| Task objective |
Copy every line from the data below in which the string "bird" can be found.

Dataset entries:
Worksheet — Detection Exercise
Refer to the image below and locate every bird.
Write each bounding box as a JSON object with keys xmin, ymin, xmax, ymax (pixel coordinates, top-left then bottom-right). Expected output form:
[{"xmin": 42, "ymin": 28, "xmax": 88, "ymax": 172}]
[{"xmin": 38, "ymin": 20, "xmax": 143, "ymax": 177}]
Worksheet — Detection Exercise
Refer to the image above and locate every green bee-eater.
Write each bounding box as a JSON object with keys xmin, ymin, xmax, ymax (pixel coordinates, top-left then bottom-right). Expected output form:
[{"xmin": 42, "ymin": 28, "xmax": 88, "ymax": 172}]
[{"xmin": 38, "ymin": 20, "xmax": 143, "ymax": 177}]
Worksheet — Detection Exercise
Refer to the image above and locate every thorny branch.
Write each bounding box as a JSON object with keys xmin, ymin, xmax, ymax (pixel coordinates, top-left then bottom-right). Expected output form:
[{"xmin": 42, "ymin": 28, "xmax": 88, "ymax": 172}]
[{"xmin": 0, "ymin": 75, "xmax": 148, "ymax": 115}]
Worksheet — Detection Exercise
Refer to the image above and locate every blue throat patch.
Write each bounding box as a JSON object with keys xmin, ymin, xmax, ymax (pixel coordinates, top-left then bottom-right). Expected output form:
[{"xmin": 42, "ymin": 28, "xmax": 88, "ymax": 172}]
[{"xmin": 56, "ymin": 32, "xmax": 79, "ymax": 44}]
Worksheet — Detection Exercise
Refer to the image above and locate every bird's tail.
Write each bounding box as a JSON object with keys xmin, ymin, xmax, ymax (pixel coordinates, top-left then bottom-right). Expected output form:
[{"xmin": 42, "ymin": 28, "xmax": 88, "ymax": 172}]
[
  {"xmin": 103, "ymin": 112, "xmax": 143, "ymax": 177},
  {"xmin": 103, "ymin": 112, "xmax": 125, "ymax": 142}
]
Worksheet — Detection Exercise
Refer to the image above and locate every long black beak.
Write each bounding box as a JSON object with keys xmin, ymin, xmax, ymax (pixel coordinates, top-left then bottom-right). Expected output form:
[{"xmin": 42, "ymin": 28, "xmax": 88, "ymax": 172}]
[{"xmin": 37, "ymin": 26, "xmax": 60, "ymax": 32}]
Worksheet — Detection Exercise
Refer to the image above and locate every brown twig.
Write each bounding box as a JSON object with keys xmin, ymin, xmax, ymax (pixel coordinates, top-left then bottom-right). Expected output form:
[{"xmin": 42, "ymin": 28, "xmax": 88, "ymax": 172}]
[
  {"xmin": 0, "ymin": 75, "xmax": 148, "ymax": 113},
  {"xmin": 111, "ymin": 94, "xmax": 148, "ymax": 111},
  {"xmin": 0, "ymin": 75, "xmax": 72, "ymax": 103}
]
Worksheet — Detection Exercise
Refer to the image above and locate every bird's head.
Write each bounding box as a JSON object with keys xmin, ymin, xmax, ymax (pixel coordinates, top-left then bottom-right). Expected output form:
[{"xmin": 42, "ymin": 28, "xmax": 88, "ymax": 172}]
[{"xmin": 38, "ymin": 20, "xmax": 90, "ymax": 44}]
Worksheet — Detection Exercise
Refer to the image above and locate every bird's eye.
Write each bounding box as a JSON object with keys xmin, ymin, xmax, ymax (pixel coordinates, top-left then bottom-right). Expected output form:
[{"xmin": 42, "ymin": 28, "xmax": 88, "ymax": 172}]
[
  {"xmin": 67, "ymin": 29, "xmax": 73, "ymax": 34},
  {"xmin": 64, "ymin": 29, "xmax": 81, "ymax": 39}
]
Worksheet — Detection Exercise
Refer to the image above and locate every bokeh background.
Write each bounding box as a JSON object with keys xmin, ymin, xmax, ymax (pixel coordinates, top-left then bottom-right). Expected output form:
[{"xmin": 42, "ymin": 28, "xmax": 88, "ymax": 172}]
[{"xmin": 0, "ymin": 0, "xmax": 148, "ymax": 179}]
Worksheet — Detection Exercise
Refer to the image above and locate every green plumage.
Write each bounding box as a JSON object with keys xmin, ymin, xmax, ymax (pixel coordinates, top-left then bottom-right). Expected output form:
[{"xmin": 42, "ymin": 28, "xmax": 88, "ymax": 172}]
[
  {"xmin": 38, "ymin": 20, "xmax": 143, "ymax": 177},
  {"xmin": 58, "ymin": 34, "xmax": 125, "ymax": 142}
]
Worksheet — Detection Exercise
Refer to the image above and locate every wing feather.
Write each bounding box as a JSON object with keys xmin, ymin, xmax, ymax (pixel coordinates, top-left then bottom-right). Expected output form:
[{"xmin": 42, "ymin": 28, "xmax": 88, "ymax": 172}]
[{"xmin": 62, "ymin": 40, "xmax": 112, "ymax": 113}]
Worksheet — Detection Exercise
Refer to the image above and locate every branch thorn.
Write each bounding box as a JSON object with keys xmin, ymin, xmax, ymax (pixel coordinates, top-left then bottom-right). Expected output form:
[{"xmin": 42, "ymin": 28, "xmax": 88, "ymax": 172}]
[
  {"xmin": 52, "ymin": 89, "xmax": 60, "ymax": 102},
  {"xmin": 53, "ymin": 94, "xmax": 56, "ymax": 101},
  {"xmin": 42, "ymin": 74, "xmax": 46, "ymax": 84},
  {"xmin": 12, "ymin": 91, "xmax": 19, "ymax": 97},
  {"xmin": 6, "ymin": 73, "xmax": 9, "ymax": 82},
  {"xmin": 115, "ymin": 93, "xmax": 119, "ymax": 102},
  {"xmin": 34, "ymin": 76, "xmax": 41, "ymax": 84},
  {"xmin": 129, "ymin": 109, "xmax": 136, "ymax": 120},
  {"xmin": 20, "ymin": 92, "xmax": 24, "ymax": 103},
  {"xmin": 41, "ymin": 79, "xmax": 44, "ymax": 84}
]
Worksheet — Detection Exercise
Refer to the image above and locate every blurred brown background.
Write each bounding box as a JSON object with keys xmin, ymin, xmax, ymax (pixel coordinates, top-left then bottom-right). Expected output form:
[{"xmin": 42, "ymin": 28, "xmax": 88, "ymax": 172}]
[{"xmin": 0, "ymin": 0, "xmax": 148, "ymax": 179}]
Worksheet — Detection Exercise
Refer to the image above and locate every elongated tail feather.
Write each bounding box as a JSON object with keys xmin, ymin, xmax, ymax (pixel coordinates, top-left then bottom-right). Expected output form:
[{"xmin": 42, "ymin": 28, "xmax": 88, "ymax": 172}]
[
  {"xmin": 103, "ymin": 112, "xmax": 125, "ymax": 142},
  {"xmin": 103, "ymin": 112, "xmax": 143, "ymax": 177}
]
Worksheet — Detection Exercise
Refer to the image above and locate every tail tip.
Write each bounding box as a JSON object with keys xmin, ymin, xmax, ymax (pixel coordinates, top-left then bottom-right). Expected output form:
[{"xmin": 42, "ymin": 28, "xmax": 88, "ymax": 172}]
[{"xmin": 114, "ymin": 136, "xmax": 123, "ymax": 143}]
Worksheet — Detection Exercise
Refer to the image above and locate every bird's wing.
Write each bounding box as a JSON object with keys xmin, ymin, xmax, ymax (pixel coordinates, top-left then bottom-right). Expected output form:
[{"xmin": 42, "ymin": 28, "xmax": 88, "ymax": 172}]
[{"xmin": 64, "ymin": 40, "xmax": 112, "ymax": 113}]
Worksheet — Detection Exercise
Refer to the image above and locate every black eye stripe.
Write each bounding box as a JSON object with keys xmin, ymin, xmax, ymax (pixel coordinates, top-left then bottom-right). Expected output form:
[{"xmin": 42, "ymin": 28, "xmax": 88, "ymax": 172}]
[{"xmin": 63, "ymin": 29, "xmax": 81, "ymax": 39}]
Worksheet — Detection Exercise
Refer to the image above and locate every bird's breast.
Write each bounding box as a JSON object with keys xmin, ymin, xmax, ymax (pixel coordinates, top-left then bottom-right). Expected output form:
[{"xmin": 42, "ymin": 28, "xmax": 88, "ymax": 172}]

| Completed exercise |
Refer to the image below and locate every bird.
Refer to the image above and locate every bird's tail.
Refer to the image above and locate every bird's head.
Refer to the image above and locate every bird's eye.
Refer to the image above and locate every bird's wing.
Refer to the image above and locate every bird's breast.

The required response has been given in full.